_Goal of the exercise:_ Could you retype, exactly and with no pictures, only the lines from the first line of the records below through the line that contains "The pointer SHOULD provide one marker per instance of the cork"?

[Items from a dataset]

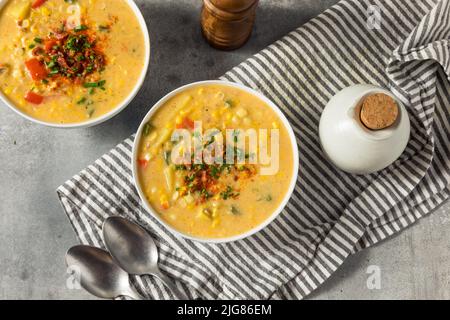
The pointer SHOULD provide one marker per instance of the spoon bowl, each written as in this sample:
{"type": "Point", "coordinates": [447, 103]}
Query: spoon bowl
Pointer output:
{"type": "Point", "coordinates": [98, 274]}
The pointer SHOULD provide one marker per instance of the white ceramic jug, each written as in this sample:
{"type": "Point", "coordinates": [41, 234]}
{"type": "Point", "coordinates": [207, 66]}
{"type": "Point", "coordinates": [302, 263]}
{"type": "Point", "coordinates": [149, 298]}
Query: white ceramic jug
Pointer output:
{"type": "Point", "coordinates": [351, 146]}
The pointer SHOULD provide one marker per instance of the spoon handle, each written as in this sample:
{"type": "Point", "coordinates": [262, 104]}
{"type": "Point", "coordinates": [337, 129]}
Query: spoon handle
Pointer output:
{"type": "Point", "coordinates": [133, 294]}
{"type": "Point", "coordinates": [170, 284]}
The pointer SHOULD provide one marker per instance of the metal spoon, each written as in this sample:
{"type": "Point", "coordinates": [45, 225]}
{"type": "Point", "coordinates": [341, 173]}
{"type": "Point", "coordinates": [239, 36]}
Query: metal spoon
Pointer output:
{"type": "Point", "coordinates": [133, 249]}
{"type": "Point", "coordinates": [98, 273]}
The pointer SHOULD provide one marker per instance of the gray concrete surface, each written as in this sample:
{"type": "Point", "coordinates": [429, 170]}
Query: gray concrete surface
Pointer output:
{"type": "Point", "coordinates": [34, 161]}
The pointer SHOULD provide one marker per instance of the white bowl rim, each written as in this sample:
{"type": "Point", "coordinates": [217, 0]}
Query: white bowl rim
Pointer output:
{"type": "Point", "coordinates": [275, 213]}
{"type": "Point", "coordinates": [120, 106]}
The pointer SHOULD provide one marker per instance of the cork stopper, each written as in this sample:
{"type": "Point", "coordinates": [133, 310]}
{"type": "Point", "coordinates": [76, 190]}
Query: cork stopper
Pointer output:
{"type": "Point", "coordinates": [379, 111]}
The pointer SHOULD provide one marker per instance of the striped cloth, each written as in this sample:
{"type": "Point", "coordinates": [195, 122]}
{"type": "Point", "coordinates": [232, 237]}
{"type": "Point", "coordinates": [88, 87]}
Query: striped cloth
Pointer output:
{"type": "Point", "coordinates": [331, 214]}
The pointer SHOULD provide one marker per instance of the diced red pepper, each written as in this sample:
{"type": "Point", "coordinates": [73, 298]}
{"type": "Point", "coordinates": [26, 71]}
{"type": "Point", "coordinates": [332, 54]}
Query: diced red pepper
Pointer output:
{"type": "Point", "coordinates": [37, 3]}
{"type": "Point", "coordinates": [143, 163]}
{"type": "Point", "coordinates": [36, 69]}
{"type": "Point", "coordinates": [186, 124]}
{"type": "Point", "coordinates": [165, 205]}
{"type": "Point", "coordinates": [34, 98]}
{"type": "Point", "coordinates": [49, 44]}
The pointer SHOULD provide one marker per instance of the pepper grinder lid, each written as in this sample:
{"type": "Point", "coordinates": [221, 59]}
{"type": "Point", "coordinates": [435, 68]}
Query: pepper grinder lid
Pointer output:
{"type": "Point", "coordinates": [227, 24]}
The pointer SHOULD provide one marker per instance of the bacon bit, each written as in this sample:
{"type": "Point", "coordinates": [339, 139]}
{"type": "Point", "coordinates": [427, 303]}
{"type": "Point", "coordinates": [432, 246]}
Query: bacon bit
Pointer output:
{"type": "Point", "coordinates": [72, 56]}
{"type": "Point", "coordinates": [143, 163]}
{"type": "Point", "coordinates": [49, 44]}
{"type": "Point", "coordinates": [186, 124]}
{"type": "Point", "coordinates": [34, 98]}
{"type": "Point", "coordinates": [36, 69]}
{"type": "Point", "coordinates": [37, 3]}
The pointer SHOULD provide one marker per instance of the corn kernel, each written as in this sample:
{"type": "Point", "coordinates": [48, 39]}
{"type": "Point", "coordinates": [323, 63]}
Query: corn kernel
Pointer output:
{"type": "Point", "coordinates": [247, 121]}
{"type": "Point", "coordinates": [235, 120]}
{"type": "Point", "coordinates": [241, 112]}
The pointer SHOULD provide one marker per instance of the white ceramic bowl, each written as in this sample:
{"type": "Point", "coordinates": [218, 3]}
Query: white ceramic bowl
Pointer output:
{"type": "Point", "coordinates": [349, 145]}
{"type": "Point", "coordinates": [281, 116]}
{"type": "Point", "coordinates": [120, 106]}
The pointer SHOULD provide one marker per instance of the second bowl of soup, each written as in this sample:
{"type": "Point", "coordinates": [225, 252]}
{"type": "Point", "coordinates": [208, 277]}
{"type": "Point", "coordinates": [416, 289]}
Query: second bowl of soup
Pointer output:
{"type": "Point", "coordinates": [71, 63]}
{"type": "Point", "coordinates": [215, 161]}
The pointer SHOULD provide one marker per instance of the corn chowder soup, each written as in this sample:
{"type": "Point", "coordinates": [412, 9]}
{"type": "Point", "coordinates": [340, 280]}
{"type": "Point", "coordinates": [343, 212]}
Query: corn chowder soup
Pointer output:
{"type": "Point", "coordinates": [212, 200]}
{"type": "Point", "coordinates": [67, 61]}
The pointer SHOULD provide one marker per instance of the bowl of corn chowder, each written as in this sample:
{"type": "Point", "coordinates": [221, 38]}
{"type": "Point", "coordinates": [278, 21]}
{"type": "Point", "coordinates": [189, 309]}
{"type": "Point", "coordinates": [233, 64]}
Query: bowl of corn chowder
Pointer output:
{"type": "Point", "coordinates": [215, 161]}
{"type": "Point", "coordinates": [71, 63]}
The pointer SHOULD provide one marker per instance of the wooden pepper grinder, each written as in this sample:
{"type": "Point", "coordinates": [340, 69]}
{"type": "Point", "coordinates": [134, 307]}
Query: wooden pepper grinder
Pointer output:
{"type": "Point", "coordinates": [227, 24]}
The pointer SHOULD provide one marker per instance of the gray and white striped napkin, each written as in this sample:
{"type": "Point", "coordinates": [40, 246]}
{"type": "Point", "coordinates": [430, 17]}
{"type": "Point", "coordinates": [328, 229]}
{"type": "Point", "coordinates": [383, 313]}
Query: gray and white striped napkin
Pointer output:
{"type": "Point", "coordinates": [331, 214]}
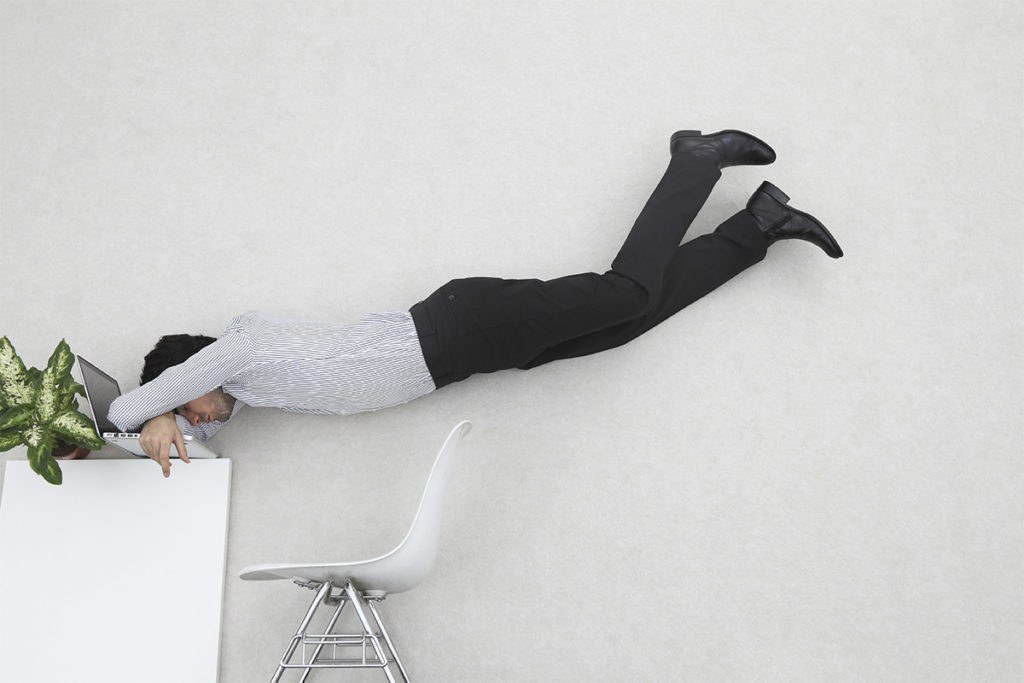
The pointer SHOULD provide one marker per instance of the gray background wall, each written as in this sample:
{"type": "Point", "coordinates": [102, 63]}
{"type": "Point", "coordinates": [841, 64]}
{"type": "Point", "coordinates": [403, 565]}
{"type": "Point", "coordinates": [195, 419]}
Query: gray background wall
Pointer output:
{"type": "Point", "coordinates": [812, 474]}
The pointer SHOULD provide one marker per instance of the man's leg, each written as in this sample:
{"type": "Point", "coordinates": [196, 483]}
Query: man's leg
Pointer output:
{"type": "Point", "coordinates": [704, 264]}
{"type": "Point", "coordinates": [482, 325]}
{"type": "Point", "coordinates": [696, 268]}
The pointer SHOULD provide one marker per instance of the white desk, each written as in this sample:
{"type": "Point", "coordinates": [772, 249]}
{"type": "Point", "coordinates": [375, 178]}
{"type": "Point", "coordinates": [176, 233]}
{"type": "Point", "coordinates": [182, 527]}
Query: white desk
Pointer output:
{"type": "Point", "coordinates": [118, 574]}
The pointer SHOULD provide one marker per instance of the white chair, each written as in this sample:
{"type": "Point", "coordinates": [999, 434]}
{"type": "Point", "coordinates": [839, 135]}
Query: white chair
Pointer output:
{"type": "Point", "coordinates": [364, 584]}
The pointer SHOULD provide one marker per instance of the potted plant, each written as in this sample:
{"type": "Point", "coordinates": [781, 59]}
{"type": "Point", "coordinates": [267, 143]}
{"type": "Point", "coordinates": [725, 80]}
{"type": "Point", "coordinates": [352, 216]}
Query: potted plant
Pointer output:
{"type": "Point", "coordinates": [39, 409]}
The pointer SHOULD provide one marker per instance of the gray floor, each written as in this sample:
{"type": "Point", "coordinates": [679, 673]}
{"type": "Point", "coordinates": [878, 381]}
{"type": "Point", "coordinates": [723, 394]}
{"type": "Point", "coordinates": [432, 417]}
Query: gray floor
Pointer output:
{"type": "Point", "coordinates": [812, 474]}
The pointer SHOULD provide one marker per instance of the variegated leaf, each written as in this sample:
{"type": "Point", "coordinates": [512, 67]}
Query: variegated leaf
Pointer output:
{"type": "Point", "coordinates": [14, 386]}
{"type": "Point", "coordinates": [15, 417]}
{"type": "Point", "coordinates": [9, 439]}
{"type": "Point", "coordinates": [42, 462]}
{"type": "Point", "coordinates": [60, 361]}
{"type": "Point", "coordinates": [74, 427]}
{"type": "Point", "coordinates": [48, 399]}
{"type": "Point", "coordinates": [34, 435]}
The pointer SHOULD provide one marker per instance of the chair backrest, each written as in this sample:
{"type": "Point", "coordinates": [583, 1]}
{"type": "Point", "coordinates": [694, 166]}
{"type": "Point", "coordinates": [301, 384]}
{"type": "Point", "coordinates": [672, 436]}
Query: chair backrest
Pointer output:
{"type": "Point", "coordinates": [410, 562]}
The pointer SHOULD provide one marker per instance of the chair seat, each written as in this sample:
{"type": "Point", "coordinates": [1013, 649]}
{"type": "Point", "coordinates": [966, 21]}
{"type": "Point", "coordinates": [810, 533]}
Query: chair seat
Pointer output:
{"type": "Point", "coordinates": [366, 583]}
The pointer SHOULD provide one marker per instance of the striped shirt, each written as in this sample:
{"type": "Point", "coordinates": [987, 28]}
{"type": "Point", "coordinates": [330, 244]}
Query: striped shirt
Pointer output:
{"type": "Point", "coordinates": [300, 366]}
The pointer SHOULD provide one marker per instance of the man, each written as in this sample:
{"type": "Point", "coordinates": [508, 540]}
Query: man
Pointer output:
{"type": "Point", "coordinates": [470, 326]}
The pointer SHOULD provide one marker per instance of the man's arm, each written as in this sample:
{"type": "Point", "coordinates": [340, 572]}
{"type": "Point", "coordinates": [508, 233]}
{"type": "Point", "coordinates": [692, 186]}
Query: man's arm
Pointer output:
{"type": "Point", "coordinates": [204, 372]}
{"type": "Point", "coordinates": [159, 435]}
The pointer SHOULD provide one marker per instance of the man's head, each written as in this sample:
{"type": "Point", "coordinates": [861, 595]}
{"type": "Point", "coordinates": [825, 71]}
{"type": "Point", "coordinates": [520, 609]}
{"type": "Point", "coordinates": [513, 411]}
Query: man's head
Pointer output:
{"type": "Point", "coordinates": [171, 350]}
{"type": "Point", "coordinates": [175, 349]}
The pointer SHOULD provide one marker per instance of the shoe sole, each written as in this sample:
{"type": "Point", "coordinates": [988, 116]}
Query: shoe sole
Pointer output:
{"type": "Point", "coordinates": [696, 133]}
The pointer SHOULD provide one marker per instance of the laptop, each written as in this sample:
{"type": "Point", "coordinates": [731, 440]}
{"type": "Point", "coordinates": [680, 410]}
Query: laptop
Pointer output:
{"type": "Point", "coordinates": [100, 390]}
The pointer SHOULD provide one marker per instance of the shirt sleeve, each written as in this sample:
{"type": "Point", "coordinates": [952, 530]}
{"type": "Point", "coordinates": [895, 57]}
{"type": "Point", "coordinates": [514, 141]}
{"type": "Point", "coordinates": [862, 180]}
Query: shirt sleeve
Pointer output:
{"type": "Point", "coordinates": [204, 372]}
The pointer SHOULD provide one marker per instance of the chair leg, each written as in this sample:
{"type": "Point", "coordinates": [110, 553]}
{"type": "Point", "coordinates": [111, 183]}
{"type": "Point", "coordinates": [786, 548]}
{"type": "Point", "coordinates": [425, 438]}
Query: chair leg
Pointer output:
{"type": "Point", "coordinates": [330, 629]}
{"type": "Point", "coordinates": [324, 592]}
{"type": "Point", "coordinates": [357, 603]}
{"type": "Point", "coordinates": [387, 638]}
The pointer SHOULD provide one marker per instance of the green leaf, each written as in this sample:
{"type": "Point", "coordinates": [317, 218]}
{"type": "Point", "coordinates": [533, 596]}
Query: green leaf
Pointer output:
{"type": "Point", "coordinates": [74, 427]}
{"type": "Point", "coordinates": [42, 462]}
{"type": "Point", "coordinates": [15, 417]}
{"type": "Point", "coordinates": [48, 399]}
{"type": "Point", "coordinates": [34, 435]}
{"type": "Point", "coordinates": [60, 361]}
{"type": "Point", "coordinates": [14, 386]}
{"type": "Point", "coordinates": [9, 439]}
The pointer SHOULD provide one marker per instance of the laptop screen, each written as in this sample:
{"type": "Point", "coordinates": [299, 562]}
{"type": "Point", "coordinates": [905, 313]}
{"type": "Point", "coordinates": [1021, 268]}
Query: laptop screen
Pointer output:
{"type": "Point", "coordinates": [100, 390]}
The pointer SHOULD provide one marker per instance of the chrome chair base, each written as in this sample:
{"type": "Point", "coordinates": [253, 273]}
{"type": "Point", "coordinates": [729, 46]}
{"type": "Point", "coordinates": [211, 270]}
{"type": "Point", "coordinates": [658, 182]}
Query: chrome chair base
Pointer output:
{"type": "Point", "coordinates": [375, 649]}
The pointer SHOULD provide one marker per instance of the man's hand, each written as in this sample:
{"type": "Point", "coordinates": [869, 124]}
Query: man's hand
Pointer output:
{"type": "Point", "coordinates": [158, 436]}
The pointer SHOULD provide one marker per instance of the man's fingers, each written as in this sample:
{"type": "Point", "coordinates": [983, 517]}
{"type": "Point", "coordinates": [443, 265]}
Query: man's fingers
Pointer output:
{"type": "Point", "coordinates": [179, 443]}
{"type": "Point", "coordinates": [165, 461]}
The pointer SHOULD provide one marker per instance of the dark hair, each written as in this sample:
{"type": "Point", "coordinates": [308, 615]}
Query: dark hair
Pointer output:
{"type": "Point", "coordinates": [171, 350]}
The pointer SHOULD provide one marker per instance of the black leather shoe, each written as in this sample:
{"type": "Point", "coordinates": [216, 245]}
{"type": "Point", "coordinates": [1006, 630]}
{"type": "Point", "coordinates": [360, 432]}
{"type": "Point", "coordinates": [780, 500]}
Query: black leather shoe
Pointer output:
{"type": "Point", "coordinates": [777, 220]}
{"type": "Point", "coordinates": [726, 147]}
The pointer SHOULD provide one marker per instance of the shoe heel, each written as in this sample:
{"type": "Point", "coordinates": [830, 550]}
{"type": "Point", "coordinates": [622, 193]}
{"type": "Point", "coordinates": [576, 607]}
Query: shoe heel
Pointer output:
{"type": "Point", "coordinates": [685, 133]}
{"type": "Point", "coordinates": [774, 193]}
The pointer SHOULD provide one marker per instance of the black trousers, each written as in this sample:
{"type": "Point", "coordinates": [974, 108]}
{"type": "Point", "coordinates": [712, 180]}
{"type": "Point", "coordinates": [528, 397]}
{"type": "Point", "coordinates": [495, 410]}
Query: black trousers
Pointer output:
{"type": "Point", "coordinates": [481, 325]}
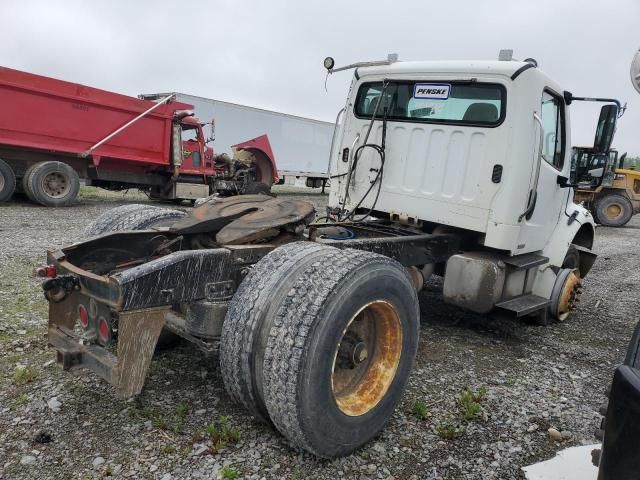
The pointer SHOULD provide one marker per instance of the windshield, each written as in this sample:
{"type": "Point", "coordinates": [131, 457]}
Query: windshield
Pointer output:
{"type": "Point", "coordinates": [431, 102]}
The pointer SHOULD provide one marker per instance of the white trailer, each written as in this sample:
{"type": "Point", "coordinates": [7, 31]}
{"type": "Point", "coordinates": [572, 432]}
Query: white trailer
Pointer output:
{"type": "Point", "coordinates": [300, 145]}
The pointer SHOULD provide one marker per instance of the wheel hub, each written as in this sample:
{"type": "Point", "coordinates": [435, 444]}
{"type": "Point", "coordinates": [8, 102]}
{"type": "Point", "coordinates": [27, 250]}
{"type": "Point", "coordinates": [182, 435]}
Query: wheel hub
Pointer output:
{"type": "Point", "coordinates": [366, 358]}
{"type": "Point", "coordinates": [352, 351]}
{"type": "Point", "coordinates": [55, 185]}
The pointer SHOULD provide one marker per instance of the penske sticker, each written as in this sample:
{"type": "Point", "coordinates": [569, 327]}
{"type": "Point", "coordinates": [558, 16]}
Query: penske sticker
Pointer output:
{"type": "Point", "coordinates": [432, 91]}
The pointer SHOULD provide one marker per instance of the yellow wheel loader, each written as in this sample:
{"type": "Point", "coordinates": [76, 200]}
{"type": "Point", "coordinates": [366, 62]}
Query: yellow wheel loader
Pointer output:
{"type": "Point", "coordinates": [607, 187]}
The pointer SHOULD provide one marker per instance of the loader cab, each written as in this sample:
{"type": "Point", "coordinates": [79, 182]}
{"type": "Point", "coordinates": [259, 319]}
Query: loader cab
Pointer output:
{"type": "Point", "coordinates": [590, 169]}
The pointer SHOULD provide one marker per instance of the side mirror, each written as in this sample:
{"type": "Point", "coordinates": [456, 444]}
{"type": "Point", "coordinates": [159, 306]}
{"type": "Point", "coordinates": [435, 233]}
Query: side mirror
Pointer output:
{"type": "Point", "coordinates": [329, 63]}
{"type": "Point", "coordinates": [635, 71]}
{"type": "Point", "coordinates": [606, 128]}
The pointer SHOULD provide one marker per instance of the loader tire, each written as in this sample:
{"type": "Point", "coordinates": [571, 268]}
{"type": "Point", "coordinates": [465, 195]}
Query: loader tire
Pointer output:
{"type": "Point", "coordinates": [614, 210]}
{"type": "Point", "coordinates": [340, 351]}
{"type": "Point", "coordinates": [137, 217]}
{"type": "Point", "coordinates": [247, 322]}
{"type": "Point", "coordinates": [25, 183]}
{"type": "Point", "coordinates": [7, 181]}
{"type": "Point", "coordinates": [131, 217]}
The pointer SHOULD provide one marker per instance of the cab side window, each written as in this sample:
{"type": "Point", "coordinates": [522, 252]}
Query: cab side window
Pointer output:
{"type": "Point", "coordinates": [552, 115]}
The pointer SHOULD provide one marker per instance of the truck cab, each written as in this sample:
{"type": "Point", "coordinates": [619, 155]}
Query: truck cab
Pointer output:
{"type": "Point", "coordinates": [480, 149]}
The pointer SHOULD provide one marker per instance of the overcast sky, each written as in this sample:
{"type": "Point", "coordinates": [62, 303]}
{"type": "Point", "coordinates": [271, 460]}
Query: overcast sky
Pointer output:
{"type": "Point", "coordinates": [269, 53]}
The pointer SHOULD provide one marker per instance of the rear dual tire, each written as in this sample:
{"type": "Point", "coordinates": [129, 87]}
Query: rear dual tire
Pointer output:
{"type": "Point", "coordinates": [7, 181]}
{"type": "Point", "coordinates": [613, 210]}
{"type": "Point", "coordinates": [320, 341]}
{"type": "Point", "coordinates": [51, 184]}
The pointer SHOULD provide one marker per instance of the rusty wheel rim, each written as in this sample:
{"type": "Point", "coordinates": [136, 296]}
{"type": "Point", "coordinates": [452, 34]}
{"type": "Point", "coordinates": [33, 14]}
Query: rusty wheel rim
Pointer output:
{"type": "Point", "coordinates": [614, 211]}
{"type": "Point", "coordinates": [55, 185]}
{"type": "Point", "coordinates": [366, 358]}
{"type": "Point", "coordinates": [569, 297]}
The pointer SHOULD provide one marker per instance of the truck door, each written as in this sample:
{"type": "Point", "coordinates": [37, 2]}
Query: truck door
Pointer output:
{"type": "Point", "coordinates": [548, 197]}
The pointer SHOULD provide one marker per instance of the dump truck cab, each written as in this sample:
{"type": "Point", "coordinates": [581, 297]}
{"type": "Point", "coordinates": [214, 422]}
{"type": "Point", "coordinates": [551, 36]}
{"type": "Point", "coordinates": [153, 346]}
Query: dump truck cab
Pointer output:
{"type": "Point", "coordinates": [458, 169]}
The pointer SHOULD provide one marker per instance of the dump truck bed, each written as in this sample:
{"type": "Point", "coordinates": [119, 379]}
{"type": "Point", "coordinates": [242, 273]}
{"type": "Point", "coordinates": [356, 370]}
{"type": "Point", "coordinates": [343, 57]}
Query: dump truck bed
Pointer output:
{"type": "Point", "coordinates": [54, 115]}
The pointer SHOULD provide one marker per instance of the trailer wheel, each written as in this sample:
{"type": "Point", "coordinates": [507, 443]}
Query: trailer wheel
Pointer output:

_Written solution:_
The pointer SHOULD provide one marker per instance of the spoon bowl, each written as in this sample:
{"type": "Point", "coordinates": [447, 103]}
Query: spoon bowl
Pointer output:
{"type": "Point", "coordinates": [98, 274]}
The pointer SHOULD provide one marker per instance of the white ceramic jug, each written as in this sample:
{"type": "Point", "coordinates": [41, 234]}
{"type": "Point", "coordinates": [207, 66]}
{"type": "Point", "coordinates": [302, 263]}
{"type": "Point", "coordinates": [149, 298]}
Query: white ceramic jug
Pointer output:
{"type": "Point", "coordinates": [351, 146]}
The pointer SHOULD provide one marker per instance of the spoon handle, each written as in this sample:
{"type": "Point", "coordinates": [262, 104]}
{"type": "Point", "coordinates": [337, 129]}
Query: spoon handle
Pointer output:
{"type": "Point", "coordinates": [133, 294]}
{"type": "Point", "coordinates": [170, 284]}
The pointer SHOULD provide one marker per instance of the metal spoon, each written as in this sample:
{"type": "Point", "coordinates": [45, 225]}
{"type": "Point", "coordinates": [341, 173]}
{"type": "Point", "coordinates": [239, 36]}
Query: metal spoon
Pointer output:
{"type": "Point", "coordinates": [133, 249]}
{"type": "Point", "coordinates": [98, 273]}
The pointer SHOULD provide one marker per instance of the gray concrete surface, each written as in this sample:
{"type": "Point", "coordinates": [429, 170]}
Query: gray concrete surface
Pointer output:
{"type": "Point", "coordinates": [34, 161]}
The pointer SHOULD provide one marker per instance of the white bowl rim, each written as in this sample:
{"type": "Point", "coordinates": [217, 0]}
Query: white bowl rim
Pointer output:
{"type": "Point", "coordinates": [275, 213]}
{"type": "Point", "coordinates": [120, 106]}
The pointer SHOULD provide one marker per instance of the cork stopper, each written as in this sample:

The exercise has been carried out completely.